- [To be done]
Answer these questions about the subwoofer forum thread below:
1. What output sensitivity does the first post give for the dual 2-ohm Phoenix Gold RSDC10d2?
2. What power rating does the first post state for the 800a2?
3. What does the reply from bcramer recommend?

- [Excerpt]
>> Begin

# SUBWOOFER HELP!!! Recommendations for small sealed box subs in 10 and 12 inch range



## RYNOMOTO (Oct 3, 2008)

Here's the deal....


Looking for the best SQ and SPL combo sub with great response and efficiency range....


Most of the music I enjoy is Alternative, metal, very little hip-hop(but I still like it to hit hard), and classical.....



for the 10's:

at the top of my list is:

Phoenix Gold RSDC10d2 

but, my worry is that the RF 800a2 will be too much for it at 800rms vs the 600vrms it is rated for.... what do others think? I guess I could use the 500a2 if that is what it takes to keep from hurting the sub.....

I am thinking about the Dual 2ohm because of the output sensitivity of 
93db/1w/1m !!!!!! versus 89 for the dual 4ohm....

I have several amp choices, 

1. with a Hifonics IA1005D (1000w at 1ohm and Time alignment built into the amp..... yes, it's rare and kinda ugly...for now)

2. or, pretty much any Rockford Fosgate amp you could pick from the mid-late-90's....250a2, 500a2, or 800a2

800a2 is 800wrms x's 1 bridged at 4ohms at 13.8v


I have also heard that these PG RSDC10d2 subs could be used in a small sealed box, like .5 cuft small..... and do very well.....

Are there any other subs that would need to look at or listen to before going with the PG?



What about 12 inch subs?


Any good ones that will work in the very small sealed enclosure and sound really good doing it?


PG RSDC12d2 or d4 again?



Thanks!
RYNO


----------



## bcramer (Mar 17, 2008)

DIYMA 12"


----------



## Pseudonym (Apr 17, 2006)

>> End

Dataset excerpt:
>> Begin

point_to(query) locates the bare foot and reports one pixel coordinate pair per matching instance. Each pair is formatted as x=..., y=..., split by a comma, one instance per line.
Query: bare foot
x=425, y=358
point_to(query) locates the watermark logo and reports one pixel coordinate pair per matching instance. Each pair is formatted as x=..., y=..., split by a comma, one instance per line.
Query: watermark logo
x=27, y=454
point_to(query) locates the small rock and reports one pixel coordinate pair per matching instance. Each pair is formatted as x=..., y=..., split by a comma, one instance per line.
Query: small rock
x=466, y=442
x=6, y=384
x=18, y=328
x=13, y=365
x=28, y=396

>> End
>> Begin

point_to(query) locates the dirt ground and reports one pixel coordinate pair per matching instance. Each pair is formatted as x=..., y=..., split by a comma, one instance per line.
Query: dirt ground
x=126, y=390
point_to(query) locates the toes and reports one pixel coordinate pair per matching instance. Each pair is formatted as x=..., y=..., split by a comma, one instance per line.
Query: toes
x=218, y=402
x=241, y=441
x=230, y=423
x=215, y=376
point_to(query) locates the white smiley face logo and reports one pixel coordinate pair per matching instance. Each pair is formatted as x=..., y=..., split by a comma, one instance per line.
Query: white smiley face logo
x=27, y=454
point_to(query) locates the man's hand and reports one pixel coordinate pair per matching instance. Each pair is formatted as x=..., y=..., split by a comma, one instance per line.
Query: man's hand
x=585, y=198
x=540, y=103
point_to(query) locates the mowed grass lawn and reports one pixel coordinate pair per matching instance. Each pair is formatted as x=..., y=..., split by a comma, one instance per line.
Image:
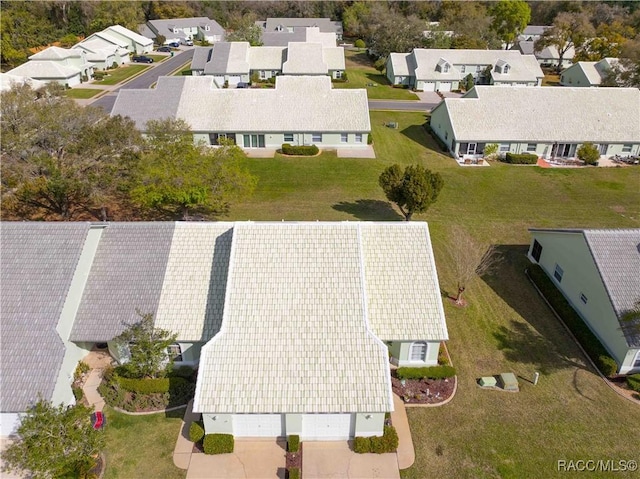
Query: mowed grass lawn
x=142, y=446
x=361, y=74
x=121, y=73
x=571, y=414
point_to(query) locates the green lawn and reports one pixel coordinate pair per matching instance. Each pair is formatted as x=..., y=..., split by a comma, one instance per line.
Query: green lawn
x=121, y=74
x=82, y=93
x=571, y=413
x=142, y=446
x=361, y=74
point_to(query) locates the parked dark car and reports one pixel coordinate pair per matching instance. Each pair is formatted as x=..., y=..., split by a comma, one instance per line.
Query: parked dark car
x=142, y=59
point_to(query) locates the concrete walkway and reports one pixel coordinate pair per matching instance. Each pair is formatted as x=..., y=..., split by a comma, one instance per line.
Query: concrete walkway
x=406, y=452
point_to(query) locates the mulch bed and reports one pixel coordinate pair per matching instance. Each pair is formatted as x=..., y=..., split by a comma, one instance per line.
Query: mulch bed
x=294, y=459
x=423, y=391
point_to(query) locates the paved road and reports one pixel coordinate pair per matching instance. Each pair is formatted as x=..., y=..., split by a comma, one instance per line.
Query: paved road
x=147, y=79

>> End

- [Final result]
1. 93db/1w/1m, versus 89 for the dual 4-ohm version.
2. 800 watts RMS times one, bridged at 4 ohms at 13.8 volts.
3. The DIYMA 12".